Records provided >>
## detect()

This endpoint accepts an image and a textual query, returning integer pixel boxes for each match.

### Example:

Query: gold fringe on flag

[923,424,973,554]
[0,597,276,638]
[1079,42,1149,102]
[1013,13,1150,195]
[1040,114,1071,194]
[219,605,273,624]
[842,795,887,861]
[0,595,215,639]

To do >> Every line above is to be transcribed exactly.

Your response >>
## detect()

This endpoint accepts an image and a textual query, returning integer pixel boxes for each match.

### Example:

Query: gold fringe on flag

[923,424,973,554]
[0,597,276,638]
[1079,42,1149,102]
[1013,13,1150,195]
[1040,114,1071,194]
[219,605,273,624]
[842,795,887,861]
[0,595,215,639]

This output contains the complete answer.